Data records

◇ ◇ ◇

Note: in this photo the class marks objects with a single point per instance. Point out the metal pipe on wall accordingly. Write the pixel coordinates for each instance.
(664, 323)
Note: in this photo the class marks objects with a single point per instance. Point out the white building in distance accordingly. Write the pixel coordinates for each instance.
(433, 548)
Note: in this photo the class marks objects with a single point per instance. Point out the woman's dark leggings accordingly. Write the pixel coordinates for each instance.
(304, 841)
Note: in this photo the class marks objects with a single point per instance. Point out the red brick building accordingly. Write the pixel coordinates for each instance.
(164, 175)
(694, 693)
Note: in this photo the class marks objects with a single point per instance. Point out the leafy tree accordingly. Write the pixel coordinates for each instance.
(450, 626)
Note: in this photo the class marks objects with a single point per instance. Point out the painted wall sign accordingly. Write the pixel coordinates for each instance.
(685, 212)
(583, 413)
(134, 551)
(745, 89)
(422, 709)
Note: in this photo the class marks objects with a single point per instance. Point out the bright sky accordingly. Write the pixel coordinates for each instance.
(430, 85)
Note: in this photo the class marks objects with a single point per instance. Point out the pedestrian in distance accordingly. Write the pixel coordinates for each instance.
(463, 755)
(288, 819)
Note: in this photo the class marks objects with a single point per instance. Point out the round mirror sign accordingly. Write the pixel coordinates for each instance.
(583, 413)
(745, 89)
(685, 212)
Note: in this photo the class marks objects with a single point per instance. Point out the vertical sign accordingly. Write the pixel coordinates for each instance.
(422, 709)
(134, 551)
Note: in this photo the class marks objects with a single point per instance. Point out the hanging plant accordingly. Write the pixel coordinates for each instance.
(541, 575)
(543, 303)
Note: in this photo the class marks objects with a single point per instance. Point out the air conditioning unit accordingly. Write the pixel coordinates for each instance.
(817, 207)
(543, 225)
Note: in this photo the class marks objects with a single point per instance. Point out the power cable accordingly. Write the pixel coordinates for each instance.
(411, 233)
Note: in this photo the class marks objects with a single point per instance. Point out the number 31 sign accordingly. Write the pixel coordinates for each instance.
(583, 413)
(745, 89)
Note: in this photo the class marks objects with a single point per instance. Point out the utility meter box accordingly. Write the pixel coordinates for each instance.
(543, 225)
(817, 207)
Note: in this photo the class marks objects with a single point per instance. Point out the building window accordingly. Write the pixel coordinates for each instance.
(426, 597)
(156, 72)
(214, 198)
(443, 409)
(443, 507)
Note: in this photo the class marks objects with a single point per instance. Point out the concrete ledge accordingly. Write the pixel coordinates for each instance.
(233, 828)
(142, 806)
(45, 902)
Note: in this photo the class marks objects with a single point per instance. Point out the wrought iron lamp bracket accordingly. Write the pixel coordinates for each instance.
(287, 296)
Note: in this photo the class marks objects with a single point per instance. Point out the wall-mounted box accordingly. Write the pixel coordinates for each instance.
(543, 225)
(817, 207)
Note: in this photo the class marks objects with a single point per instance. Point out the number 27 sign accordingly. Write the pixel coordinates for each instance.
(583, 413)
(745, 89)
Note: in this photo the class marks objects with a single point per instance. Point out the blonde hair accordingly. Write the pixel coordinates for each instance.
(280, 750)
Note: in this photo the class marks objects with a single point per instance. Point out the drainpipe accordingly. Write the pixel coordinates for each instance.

◇ ◇ ◇

EXERCISE REQUIREMENTS
Reproduce every record, matching each line exactly.

RESPONSE
Note: in this photo the class marks objects with a single point per instance. Point out the metal pipe on wall accordingly. Write the pixel coordinates for each instance.
(664, 323)
Note: in this photo the class marks objects with a single point per instance. Point out the white building in distance accordingly. Write the pixel coordinates for each instance.
(433, 548)
Note: in this photo the class marks objects with a single point per instance. Point out the woman's dark leggings accordingly. Write the pixel coordinates for each instance.
(304, 841)
Note: in this photo the class marks objects with a single point per instance. Point out the red brick building accordingly. Write the pixel coordinates for each instance.
(164, 175)
(694, 693)
Note: in this photo the class marks objects with a single point per instance. Point out the leafy tree accordingly. Write the pixel coordinates for each instance.
(450, 626)
Note: in this photo the class marks objects with a single point per instance. Point out the painted wall sign accordingly. Write the pixel coordinates for each instance.
(685, 212)
(583, 413)
(134, 551)
(745, 89)
(422, 709)
Note: in this photo the class marks objects with a single point per instance. Point out the bright sky accordingly. Write the pixel coordinates for each instance.
(430, 85)
Note: in this photo the class marks objects with a single point per instance. Point out the pedestrian in distance accordingly. Write the pixel coordinates for each instance.
(463, 755)
(288, 819)
Note: in this photo the class marks objects with a single point per instance. Point out the round mirror sign accordingly. Write the pixel coordinates for each instance.
(583, 413)
(745, 89)
(685, 212)
Note: in this photo the class marks objects with a single point per instance. Point out the vertical sign accordingly. Write the pixel coordinates for each instance.
(422, 709)
(134, 551)
Note: in this photo the class marks objects with a single point per instance. Point out the hanging plant accordingly. Write the pixel coordinates for each instance.
(541, 575)
(543, 303)
Note: in this photo the class marks objects with a single point per instance. Point out the air conditioning unit accordingly. Write the pixel coordinates for each instance.
(817, 207)
(543, 225)
Note: in this photo the class marks objects with a single point per instance. Point out the power cable accordingly. Write the pixel coordinates for each instance.
(411, 233)
Note: in this photo the class marks objects with a single point per instance. Point out the number 31 sign accordingly. Write the pixel coordinates for each instance.
(583, 413)
(745, 89)
Note: in this photo the class marks objects with a single point per instance. Point out the utility meter box accordingly. Write the pixel coordinates for each instance.
(543, 225)
(817, 207)
Note: in this photo the class marks objects with a single point per instance. Point out the building window accordingly. Write the pixel coordinates for each instance.
(426, 597)
(156, 72)
(214, 198)
(443, 409)
(443, 507)
Note: in this photo the class marks objects with a single point per instance. Point out the concrete ledge accordingly. Write the pixel coordinates for each instance.
(233, 828)
(142, 806)
(45, 902)
Note: in this photo the class marks objects with a single point per instance. Point out the wrought iron lamp bracket accordingly. Write the pixel coordinates for each instance.
(287, 296)
Note: in this photo the class marks objects with a single point per instance. Point out the wall-mounted box accordingly. Write the pixel coordinates for each instance.
(543, 225)
(817, 207)
Note: in this photo the class marks objects with a single point per instance. Point out the number 27 sign accordingly. Write the pixel coordinates for each instance.
(583, 413)
(745, 89)
Note: in this photo the class marks objects with a single point per instance. Point out the blonde hair accordingly. Write the pixel coordinates for each instance.
(280, 750)
Note: in this photo the class marks objects with a single point per instance. Point out the drainpipe accordingly. Write the pixel coordinates for each instance.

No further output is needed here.